- [Set problem]: State how many lines of the data below contain the string "foliage", with case counting. Give only the number.

# start of Task data

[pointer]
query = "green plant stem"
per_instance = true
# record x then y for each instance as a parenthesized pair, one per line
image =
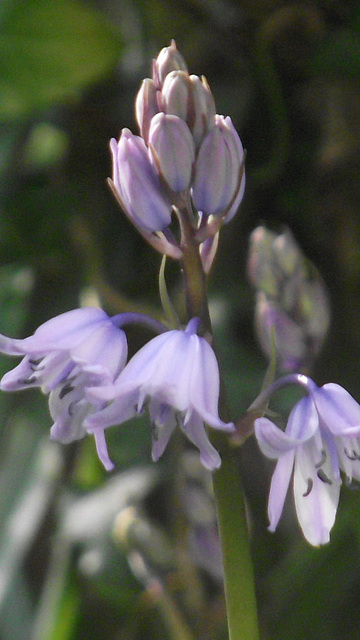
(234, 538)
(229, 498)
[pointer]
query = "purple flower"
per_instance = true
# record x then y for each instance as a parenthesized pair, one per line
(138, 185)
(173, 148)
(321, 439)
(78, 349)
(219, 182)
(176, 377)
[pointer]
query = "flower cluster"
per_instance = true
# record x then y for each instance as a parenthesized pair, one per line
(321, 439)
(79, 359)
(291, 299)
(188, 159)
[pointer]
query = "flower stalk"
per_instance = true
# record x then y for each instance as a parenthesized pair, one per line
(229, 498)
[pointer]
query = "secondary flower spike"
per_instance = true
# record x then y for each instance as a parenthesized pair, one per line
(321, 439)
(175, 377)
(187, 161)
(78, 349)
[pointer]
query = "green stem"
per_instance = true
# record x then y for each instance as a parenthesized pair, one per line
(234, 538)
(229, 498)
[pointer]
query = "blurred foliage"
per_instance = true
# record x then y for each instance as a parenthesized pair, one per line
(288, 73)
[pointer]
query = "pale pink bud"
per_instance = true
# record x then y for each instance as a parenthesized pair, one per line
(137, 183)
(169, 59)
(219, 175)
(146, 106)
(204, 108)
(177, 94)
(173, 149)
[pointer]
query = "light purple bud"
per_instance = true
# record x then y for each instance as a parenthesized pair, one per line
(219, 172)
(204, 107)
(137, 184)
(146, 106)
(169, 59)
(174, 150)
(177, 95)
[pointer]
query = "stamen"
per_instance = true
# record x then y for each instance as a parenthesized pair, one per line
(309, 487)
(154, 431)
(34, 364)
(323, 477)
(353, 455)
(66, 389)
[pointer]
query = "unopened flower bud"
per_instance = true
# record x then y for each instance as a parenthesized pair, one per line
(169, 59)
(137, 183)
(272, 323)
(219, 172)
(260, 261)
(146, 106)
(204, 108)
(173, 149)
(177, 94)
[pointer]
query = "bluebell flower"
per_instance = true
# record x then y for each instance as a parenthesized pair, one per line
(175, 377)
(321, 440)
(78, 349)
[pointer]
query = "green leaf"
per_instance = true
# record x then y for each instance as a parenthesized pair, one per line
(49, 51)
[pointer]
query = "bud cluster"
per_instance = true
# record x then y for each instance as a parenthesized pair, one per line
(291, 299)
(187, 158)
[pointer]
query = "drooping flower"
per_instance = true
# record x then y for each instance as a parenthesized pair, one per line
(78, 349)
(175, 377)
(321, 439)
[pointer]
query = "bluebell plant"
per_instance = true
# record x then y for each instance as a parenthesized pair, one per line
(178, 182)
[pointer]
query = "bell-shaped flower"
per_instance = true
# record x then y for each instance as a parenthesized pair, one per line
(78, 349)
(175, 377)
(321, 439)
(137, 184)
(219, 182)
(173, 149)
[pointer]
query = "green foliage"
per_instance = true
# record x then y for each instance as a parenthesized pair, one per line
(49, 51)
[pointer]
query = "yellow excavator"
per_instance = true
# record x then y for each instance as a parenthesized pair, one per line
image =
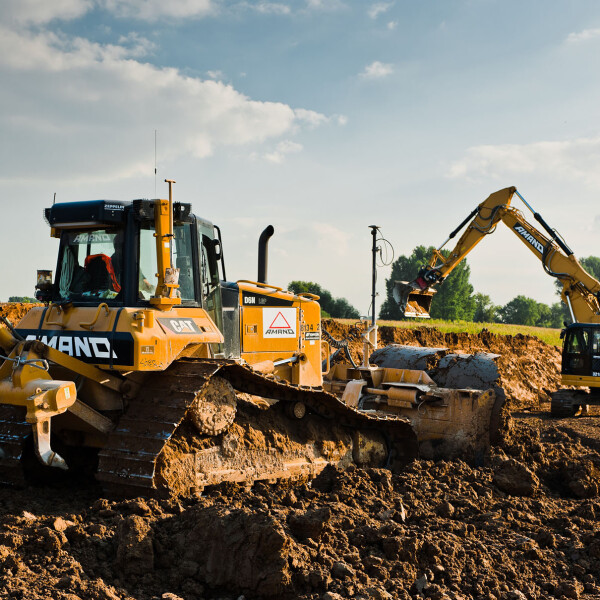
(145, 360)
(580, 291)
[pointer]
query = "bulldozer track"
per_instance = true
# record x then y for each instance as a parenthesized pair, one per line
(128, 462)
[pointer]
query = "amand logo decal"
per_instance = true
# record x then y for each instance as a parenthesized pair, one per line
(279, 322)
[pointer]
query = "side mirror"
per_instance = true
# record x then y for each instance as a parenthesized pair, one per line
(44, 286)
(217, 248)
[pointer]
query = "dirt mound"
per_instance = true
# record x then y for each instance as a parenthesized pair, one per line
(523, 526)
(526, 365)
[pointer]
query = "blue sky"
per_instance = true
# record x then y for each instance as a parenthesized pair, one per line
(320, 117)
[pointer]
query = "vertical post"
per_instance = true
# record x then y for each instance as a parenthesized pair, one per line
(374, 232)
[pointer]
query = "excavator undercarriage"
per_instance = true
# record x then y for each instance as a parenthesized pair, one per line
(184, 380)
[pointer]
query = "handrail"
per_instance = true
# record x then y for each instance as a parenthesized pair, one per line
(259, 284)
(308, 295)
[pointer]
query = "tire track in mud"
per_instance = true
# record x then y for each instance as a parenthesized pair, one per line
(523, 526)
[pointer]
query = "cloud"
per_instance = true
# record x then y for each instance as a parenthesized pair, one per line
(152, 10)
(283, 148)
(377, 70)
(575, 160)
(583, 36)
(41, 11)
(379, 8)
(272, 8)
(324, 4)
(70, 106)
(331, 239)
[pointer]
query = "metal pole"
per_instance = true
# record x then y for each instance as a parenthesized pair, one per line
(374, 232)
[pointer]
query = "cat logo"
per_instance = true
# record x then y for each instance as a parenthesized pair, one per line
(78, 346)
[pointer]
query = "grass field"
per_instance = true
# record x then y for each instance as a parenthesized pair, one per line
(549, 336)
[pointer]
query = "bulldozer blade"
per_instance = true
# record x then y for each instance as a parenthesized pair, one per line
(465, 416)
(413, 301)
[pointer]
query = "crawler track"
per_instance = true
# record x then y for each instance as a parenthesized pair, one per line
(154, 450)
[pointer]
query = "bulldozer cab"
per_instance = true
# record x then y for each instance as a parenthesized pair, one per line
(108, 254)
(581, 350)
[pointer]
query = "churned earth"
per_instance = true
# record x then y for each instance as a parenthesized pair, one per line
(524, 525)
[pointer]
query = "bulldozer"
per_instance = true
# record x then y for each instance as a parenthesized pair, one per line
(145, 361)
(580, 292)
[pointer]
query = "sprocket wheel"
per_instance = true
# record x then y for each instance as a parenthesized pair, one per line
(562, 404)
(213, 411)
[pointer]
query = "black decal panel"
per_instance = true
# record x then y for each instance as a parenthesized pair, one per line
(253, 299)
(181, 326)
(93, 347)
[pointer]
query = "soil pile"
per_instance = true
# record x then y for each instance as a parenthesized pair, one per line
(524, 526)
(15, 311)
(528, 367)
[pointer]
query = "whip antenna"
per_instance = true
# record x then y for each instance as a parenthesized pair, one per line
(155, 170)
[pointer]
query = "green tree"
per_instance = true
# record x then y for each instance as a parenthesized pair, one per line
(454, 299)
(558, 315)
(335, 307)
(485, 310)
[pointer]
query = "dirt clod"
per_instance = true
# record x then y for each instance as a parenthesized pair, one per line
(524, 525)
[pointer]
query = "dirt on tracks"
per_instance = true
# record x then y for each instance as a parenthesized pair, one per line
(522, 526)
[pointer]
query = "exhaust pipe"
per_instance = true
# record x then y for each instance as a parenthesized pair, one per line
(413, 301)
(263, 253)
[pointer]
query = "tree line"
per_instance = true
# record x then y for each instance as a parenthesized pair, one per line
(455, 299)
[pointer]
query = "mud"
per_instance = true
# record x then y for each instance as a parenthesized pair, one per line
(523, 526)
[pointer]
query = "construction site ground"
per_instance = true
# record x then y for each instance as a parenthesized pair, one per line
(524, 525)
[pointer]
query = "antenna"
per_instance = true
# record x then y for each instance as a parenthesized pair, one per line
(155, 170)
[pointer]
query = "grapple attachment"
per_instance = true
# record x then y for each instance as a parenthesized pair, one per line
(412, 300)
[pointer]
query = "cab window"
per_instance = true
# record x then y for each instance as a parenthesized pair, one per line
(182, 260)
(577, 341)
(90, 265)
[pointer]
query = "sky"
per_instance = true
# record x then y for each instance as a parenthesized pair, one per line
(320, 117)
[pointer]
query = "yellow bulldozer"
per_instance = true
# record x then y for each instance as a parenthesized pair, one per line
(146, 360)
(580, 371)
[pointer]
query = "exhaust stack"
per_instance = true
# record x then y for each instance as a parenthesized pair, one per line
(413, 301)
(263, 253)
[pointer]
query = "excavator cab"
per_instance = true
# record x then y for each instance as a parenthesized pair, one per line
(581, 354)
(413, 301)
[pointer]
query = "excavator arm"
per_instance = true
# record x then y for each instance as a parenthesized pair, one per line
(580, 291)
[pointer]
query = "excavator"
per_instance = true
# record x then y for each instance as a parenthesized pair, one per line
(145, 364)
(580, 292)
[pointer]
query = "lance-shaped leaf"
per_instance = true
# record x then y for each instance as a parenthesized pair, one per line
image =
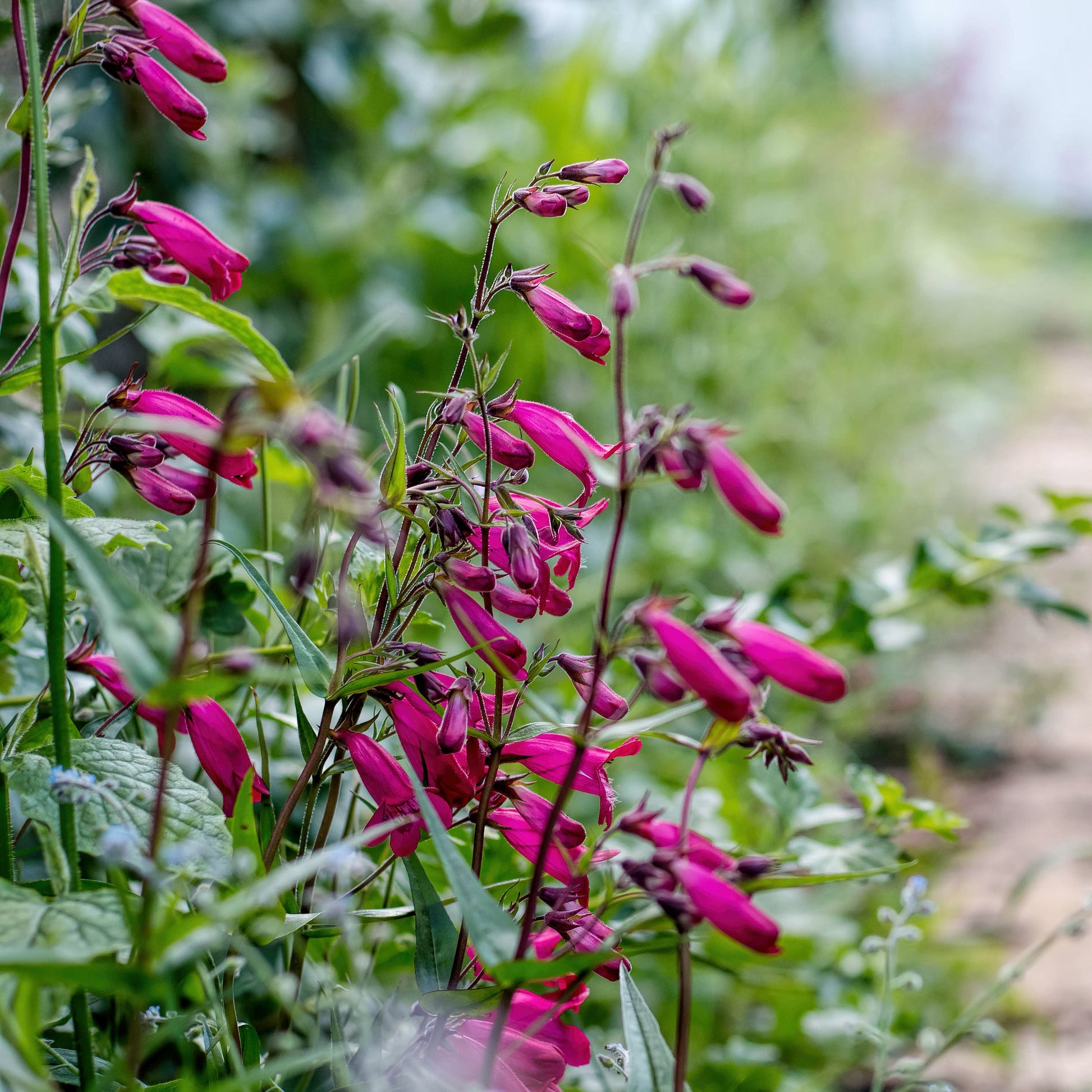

# end of Task data

- [Full answer]: 2